Find where "the donkey in" appears in the entries below. That line and all lines after it, through the last, are to be duplicated exactly, with nothing else.

*** Material provided ***

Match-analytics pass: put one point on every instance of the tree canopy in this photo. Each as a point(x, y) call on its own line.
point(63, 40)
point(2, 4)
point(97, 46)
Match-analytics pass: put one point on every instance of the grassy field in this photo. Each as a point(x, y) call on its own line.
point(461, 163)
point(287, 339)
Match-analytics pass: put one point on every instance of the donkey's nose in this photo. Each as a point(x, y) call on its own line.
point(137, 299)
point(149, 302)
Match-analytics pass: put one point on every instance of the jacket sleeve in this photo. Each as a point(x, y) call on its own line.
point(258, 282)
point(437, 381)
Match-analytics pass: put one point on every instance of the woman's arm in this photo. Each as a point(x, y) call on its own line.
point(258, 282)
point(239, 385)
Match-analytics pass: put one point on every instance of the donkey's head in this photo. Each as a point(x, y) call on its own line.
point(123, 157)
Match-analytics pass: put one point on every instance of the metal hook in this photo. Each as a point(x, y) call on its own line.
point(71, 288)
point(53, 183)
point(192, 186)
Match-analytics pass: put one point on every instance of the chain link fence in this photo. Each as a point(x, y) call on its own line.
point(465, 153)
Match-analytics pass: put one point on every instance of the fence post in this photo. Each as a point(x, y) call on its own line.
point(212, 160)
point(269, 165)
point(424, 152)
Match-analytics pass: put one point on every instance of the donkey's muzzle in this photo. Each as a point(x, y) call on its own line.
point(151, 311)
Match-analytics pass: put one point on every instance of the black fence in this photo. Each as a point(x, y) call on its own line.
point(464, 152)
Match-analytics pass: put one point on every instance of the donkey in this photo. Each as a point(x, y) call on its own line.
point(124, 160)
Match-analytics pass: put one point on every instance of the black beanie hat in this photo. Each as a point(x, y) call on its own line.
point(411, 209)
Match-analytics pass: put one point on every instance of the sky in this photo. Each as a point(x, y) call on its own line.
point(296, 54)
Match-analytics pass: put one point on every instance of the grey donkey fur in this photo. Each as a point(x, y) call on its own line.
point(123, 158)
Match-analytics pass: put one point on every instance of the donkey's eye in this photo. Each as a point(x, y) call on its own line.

*** End of Material provided ***

## Expected answer:
Match-analytics pass: put one point on every instance of the donkey in this photo. Each as a point(x, y) call on its own line.
point(124, 160)
Match-analytics pass: put one point on every instance of the black beanie hat in this photo. Each as a point(x, y) call on its own line.
point(411, 209)
Match-analytics pass: put one point on every instance of the sky in this photo. Each as a point(x, y) call on its own line.
point(296, 54)
Match-analytics pass: put one point on every instance of the grey donkey fur in this photo. Each as a point(x, y) call on its own line.
point(123, 158)
Match-analytics pass: put one point on every instance of the donkey's eye in this photo. Each as a point(x, y) call on its own line.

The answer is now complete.